━━━ WORKING DATA

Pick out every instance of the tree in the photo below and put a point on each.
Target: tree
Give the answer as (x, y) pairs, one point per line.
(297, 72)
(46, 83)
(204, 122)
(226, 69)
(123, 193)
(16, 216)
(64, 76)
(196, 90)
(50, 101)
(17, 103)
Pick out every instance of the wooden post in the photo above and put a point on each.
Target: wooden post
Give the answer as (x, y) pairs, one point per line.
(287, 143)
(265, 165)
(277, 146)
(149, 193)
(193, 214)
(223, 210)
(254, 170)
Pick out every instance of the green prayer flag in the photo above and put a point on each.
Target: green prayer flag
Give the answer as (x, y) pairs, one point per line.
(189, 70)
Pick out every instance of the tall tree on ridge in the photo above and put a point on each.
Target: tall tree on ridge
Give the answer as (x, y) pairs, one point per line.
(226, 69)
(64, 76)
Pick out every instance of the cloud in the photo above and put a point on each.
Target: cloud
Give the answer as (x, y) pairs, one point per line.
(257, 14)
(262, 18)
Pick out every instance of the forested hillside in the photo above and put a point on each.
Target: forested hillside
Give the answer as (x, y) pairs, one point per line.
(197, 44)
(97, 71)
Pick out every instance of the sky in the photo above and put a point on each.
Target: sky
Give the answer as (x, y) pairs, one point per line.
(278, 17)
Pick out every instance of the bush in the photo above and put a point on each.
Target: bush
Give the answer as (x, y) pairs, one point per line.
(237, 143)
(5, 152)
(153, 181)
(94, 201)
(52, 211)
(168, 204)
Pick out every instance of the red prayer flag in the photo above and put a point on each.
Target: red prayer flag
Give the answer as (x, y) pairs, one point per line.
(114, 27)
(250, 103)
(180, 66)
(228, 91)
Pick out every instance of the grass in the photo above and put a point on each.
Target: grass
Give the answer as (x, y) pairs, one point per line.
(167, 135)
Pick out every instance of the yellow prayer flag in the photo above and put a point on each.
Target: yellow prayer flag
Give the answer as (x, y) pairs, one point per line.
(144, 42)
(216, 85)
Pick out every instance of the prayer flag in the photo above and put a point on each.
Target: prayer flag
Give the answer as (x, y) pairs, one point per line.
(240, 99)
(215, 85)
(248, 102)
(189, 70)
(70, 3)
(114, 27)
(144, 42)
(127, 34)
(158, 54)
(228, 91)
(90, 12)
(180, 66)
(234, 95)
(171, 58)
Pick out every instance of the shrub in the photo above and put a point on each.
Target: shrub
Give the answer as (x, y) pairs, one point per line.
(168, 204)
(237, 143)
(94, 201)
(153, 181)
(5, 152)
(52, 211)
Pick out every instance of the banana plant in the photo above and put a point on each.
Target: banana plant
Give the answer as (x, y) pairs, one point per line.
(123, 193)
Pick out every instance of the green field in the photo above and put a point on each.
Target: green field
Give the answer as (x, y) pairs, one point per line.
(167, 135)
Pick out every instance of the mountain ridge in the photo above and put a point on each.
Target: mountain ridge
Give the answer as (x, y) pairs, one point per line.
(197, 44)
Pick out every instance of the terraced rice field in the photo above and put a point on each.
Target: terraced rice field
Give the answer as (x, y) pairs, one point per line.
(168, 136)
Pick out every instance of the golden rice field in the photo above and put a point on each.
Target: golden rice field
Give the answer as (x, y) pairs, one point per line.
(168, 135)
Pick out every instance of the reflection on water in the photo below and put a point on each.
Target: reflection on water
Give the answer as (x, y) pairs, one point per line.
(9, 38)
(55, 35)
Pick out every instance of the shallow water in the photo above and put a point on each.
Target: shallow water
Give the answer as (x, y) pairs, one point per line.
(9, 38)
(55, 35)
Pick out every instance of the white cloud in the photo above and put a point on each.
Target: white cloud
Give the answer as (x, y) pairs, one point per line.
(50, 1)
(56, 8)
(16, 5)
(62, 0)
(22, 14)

━━━━━━

TASK INSTRUCTIONS: Exactly as shown, output all of the material above.

SOLUTION TO THE EXERCISE:
Pick out every instance of the tree in the photo below and put a point on each.
Target: tree
Give the answer as (x, y) pairs, one point per line.
(297, 72)
(46, 83)
(204, 122)
(226, 69)
(123, 193)
(16, 216)
(64, 76)
(196, 90)
(50, 101)
(17, 103)
Pick out every instance of the wooden post in the photo above and put a point on each.
Target: wooden post
Give the answer as (x, y) pairs, one point per line.
(287, 143)
(265, 165)
(277, 146)
(149, 193)
(193, 214)
(223, 210)
(254, 170)
Pick out every instance of the green prayer flag in the photo above and put a point on each.
Target: green prayer flag
Give the answer as (x, y) pairs, one point per line.
(189, 70)
Pick out every instance of the tall tree on ridge in the photo above and put a point on each.
Target: tall tree on ridge
Give the answer as (x, y) pairs, one point per line.
(226, 69)
(64, 76)
Pick out every instance of the cloud in the photo above and put a point on each.
Target: cloud
Give the answer as (x, y) pairs, one point per line.
(257, 14)
(262, 18)
Pick out every instance of the forested hillside in the photo above and put a point on each.
Target: forested hillside
Give the answer as (x, y) pairs, one point per line.
(197, 44)
(97, 71)
Pick out every instance of the sky in the photo above and put a point on each.
Target: sky
Give the answer as (x, y) pairs, one point per line.
(278, 17)
Pick out every instance of the bush in the photo above and put a point on each.
Target: bush
Give the answer as (x, y) pairs, one point per line.
(237, 143)
(5, 152)
(153, 181)
(94, 201)
(52, 211)
(168, 204)
Pick out every instance of the red prayer flag in the photo above and put a point on each.
Target: red prayer flag
Give the answer as (x, y) pairs, one point per line.
(114, 27)
(250, 103)
(180, 66)
(228, 91)
Pick out every instance of the grass in the photo above and put a point on each.
Target: grass
Give the answer as (x, y) pairs, one point per line.
(167, 135)
Pick out every instance of the yellow prayer flag in the photo above and put a point on each.
Target: yellow prayer flag
Give the answer as (x, y) pairs, one point per line.
(144, 42)
(216, 85)
Pick out every instance of the prayer flag in the photo above and put a point on each.
Target: prayer flag
Give the answer as (x, y) pairs, one point per line.
(240, 99)
(215, 85)
(248, 102)
(189, 70)
(70, 3)
(114, 27)
(144, 42)
(127, 34)
(158, 54)
(228, 91)
(90, 12)
(180, 66)
(234, 95)
(171, 58)
Pick out every instance of the shrub in the photo above and put a point on each.
Target: shrub
Give the answer as (x, y) pairs, one point per line.
(168, 204)
(237, 143)
(94, 201)
(153, 181)
(5, 152)
(52, 211)
Pick out every instance of the banana plant in the photo above and put a point on each.
Target: banana plant
Give the answer as (x, y) pairs, one point per line.
(123, 193)
Pick out every instance of the green field in the photo above and put a point on each.
Target: green field
Give the answer as (x, y) pairs, one point per line.
(167, 135)
Pick out every instance of the mountain ridge in the photo above and put a point on each.
Target: mountain ridge
Give the answer as (x, y) pairs, one point per line.
(197, 44)
Pick out every instance of the terraced rice field in the photo above and put a point on each.
Target: terraced rice field
Give the answer as (x, y) pairs, one point per line.
(168, 136)
Pick out every instance of the golden rice field in the photo above and put a point on each.
Target: golden rice field
Give the answer as (x, y) pairs, one point per line.
(168, 135)
Pick out every instance of the reflection on water in the photo below and put a point on each.
Target: reflection on water
Give the answer as (x, y) pairs, one point per line.
(9, 38)
(55, 35)
Pick out every instance of the shallow water in the photo above and put a point on each.
Target: shallow water
Give the answer as (x, y) pairs, one point per line.
(9, 38)
(55, 35)
Pick out every instance of the white cloud in the photo above and put a point on each.
Target: white cloud
Give the answer as (x, y) pairs, one point per line.
(50, 1)
(56, 8)
(16, 5)
(62, 0)
(22, 14)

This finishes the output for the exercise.